Task to complete:
Starting at the line that contains "[pin] work barge" and ending at the last line of the rows, write out every line again, requests included. Scale each pin coordinate in the answers by 1.65 and round to whole numbers, with halves rounded up, leaving the numbers in the requests and their format samples unchanged.

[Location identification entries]
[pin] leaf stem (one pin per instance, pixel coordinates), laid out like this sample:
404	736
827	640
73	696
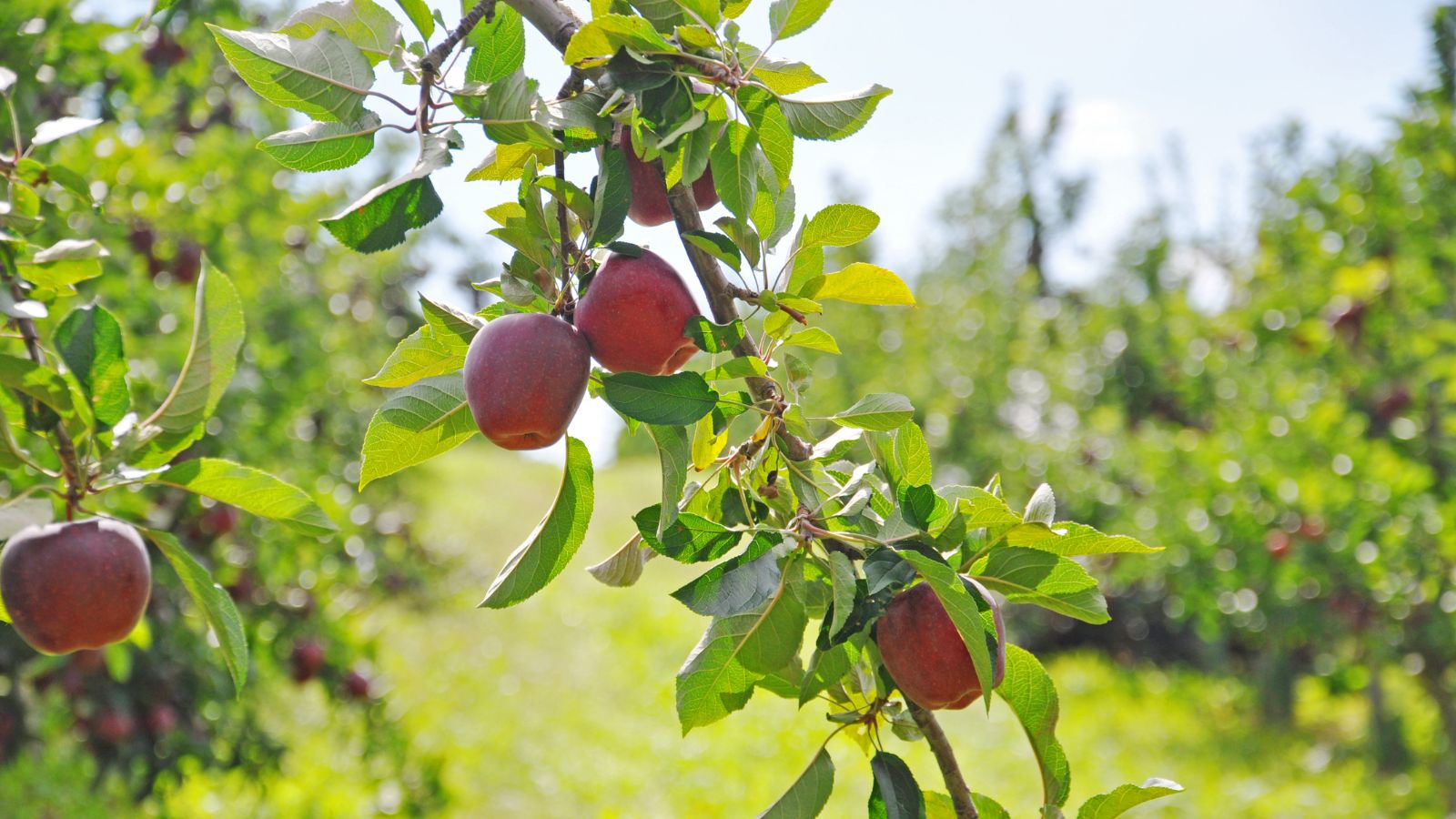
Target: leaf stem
945	758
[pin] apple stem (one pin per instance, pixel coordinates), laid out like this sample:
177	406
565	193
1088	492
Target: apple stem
65	448
945	758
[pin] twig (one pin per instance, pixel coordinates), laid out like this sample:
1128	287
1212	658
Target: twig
65	446
482	11
945	758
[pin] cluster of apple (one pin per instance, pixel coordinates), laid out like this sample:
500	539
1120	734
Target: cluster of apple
526	373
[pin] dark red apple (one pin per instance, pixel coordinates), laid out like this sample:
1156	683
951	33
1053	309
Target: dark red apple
650	189
925	653
113	726
306	659
633	315
524	378
72	586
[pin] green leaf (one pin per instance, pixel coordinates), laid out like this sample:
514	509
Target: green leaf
65	264
419	14
507	162
436	349
674	453
721	247
251	490
966	610
813	339
414	426
808	793
324	76
788	18
216	605
832	118
746	368
89	341
217	336
603	35
1126	797
1070	540
912	457
611	197
363	22
737	584
713	337
1052	581
844	584
324	146
735	652
735	169
500	47
1033	698
691	538
895	793
382	217
553	542
863	283
677	399
881	413
839	227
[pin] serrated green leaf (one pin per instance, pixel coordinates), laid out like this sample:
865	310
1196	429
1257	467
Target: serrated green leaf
677	399
808	793
324	146
1045	579
249	490
832	118
1126	797
89	341
363	22
324	76
499	47
414	426
881	413
1033	698
215	603
553	542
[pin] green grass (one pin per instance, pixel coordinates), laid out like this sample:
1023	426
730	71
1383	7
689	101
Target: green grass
562	705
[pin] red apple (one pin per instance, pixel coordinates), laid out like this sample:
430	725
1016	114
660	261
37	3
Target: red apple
524	378
72	586
633	315
925	653
650	189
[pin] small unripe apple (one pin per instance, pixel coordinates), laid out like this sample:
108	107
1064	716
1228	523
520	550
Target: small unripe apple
306	659
925	653
1278	542
524	378
633	315
650	188
356	685
72	586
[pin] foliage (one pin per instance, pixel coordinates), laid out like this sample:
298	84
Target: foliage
803	493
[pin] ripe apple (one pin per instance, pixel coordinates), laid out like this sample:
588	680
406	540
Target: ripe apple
306	659
633	315
925	653
524	378
72	586
650	189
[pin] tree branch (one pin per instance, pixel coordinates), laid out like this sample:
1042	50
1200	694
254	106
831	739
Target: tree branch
557	22
482	11
945	758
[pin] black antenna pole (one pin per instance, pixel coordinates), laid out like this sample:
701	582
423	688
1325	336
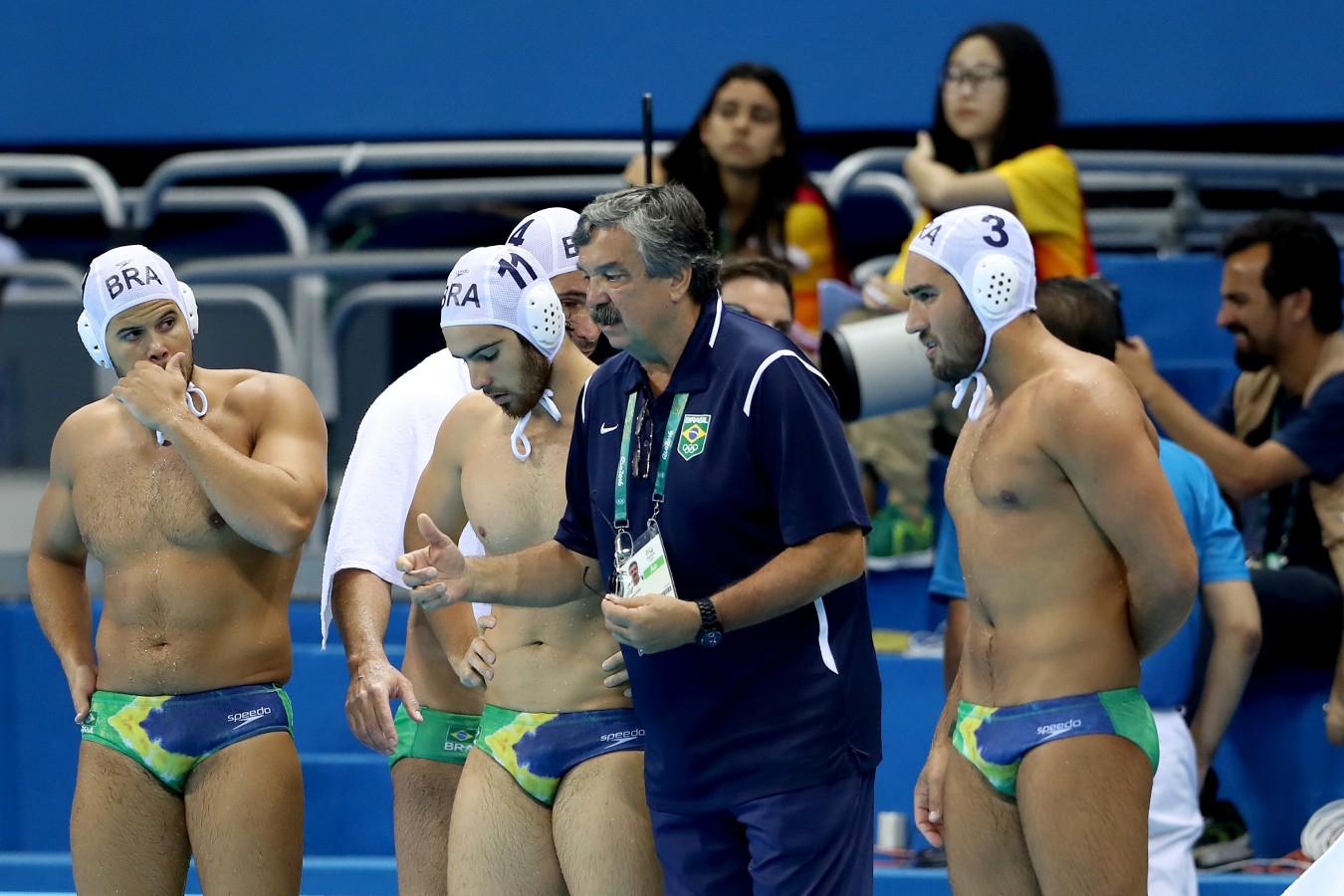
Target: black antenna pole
648	138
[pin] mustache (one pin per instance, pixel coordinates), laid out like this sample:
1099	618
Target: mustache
605	315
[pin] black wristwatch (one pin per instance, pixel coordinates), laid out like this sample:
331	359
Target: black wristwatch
710	633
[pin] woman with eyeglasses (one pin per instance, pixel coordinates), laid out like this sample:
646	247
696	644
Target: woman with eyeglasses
741	160
995	117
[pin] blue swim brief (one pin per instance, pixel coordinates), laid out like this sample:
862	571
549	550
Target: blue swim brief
538	749
995	739
169	735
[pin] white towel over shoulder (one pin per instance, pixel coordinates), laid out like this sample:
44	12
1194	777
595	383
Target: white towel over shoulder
394	443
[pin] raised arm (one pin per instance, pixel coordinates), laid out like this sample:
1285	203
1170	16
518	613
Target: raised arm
1240	470
438	495
57	581
1102	441
272	496
941	187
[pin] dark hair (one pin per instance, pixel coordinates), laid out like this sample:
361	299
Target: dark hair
690	164
1301	256
765	269
1083	314
668	230
1031	114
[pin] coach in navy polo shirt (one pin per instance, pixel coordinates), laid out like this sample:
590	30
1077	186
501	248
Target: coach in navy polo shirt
714	452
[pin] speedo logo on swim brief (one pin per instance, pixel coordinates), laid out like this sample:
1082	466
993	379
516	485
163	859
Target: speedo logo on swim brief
248	718
618	738
1059	727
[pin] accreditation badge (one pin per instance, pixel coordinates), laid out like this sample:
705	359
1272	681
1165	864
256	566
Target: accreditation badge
647	569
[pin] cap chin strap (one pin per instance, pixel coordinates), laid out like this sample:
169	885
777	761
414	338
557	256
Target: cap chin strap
192	392
979	385
522	448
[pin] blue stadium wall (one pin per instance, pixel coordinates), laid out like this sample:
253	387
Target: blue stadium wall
152	72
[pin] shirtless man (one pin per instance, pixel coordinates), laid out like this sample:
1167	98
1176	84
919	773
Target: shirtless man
195	489
1077	564
558	768
430	734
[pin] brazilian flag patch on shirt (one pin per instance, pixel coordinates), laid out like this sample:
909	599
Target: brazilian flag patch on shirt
695	430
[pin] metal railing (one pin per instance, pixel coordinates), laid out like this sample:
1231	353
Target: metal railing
264	200
345	158
24	165
430	195
1179	226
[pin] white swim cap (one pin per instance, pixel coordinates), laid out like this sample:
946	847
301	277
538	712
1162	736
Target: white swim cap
990	254
549	234
123	278
506	287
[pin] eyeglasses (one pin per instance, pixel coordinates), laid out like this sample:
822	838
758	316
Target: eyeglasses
972	78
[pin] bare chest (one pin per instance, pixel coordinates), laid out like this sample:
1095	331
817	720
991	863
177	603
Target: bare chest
131	496
515	504
999	466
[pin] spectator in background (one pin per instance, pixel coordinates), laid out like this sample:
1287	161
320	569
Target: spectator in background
742	161
760	288
1082	315
1275	441
995	117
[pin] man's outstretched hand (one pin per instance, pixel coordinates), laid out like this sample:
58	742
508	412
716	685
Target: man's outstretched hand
437	572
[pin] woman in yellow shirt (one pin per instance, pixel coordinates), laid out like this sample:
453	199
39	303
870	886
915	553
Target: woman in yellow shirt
995	117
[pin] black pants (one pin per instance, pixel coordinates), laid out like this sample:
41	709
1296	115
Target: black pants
1301	617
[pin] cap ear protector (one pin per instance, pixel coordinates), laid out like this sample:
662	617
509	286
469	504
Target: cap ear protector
545	319
95	341
995	287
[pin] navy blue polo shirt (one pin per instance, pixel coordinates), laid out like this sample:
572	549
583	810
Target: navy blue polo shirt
793	702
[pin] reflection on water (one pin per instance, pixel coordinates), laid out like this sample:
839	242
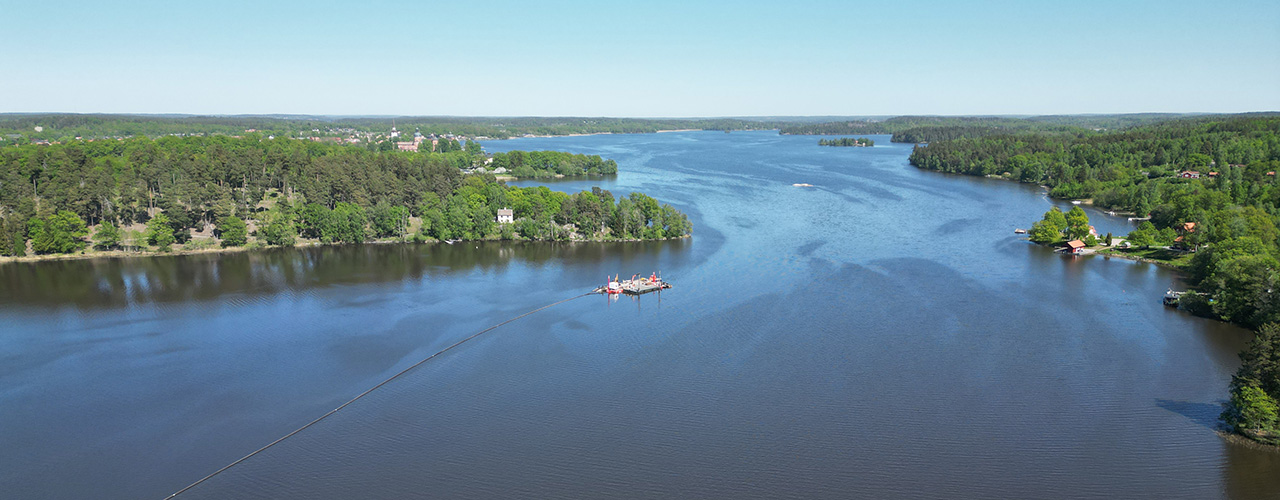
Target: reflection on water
119	281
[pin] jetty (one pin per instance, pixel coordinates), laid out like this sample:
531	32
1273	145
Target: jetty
634	287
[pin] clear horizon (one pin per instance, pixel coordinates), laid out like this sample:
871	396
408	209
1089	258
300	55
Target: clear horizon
656	60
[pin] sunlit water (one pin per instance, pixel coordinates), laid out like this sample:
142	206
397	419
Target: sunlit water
883	334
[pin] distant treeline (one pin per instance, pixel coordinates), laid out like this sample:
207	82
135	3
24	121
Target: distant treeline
1208	186
289	188
1219	174
848	142
544	164
945	128
19	128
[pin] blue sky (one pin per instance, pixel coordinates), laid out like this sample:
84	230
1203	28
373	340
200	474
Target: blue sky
640	58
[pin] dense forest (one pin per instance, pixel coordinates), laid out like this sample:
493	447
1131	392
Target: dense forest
204	191
848	142
944	128
544	164
1208	188
22	128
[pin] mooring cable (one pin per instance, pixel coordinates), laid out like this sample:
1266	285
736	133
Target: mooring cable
370	390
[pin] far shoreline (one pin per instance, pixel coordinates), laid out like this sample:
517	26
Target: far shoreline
122	255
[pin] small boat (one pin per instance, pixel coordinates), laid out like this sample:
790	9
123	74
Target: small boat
635	285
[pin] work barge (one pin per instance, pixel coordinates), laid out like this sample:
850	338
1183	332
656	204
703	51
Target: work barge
634	287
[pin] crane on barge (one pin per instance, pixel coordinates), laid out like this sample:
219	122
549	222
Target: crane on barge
636	285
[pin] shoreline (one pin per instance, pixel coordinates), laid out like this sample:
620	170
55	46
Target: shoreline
113	255
598	133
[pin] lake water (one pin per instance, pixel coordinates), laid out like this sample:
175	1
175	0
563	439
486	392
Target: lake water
882	334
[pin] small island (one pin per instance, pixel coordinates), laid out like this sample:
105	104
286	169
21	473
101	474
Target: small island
848	142
1226	281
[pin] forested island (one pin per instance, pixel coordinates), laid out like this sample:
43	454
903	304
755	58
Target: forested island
1207	186
848	142
24	128
206	192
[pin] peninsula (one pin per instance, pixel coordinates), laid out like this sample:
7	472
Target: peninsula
87	198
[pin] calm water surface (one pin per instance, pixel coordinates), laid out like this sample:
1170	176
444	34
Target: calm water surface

Worked answer:
[pin] work barge (one pin per instance, pixel coordinates), laid out like this sample:
850	338
1183	332
656	204
703	51
Target: work barge
1046	474
[pin] crane on barge (one pin per instance, pixel coordinates), laid out like this sample:
219	122
549	222
Target: crane on barge
1049	470
[pin] shoreline (one pin per instance, pixel coordinates), laid out like this sample:
620	170
55	46
Target: shoreline
186	421
987	219
[pin] lake water (one pin per instance, pixel coordinates), laid out like this sample:
175	1
175	0
563	439
486	392
Target: lake water
1455	551
[pin] small island (one pin per instance, pixel coordinates), laid out like this sample:
105	104
286	169
21	473
101	474
Target: small island
1399	234
2023	464
[pin] forested island (one pin per instance, pixel coordinates), laid out like this sample:
43	454
903	304
755	58
Target: forested island
1992	307
1399	234
40	211
340	317
[pin] peninsula (one pin per instance, pixel coordinates), laid out like this sample:
7	472
Target: peninsula
144	327
[pin] calm water surface (one pin per instance, pixel coordinates), laid out like this sample:
1170	176
444	34
Target: calm water surface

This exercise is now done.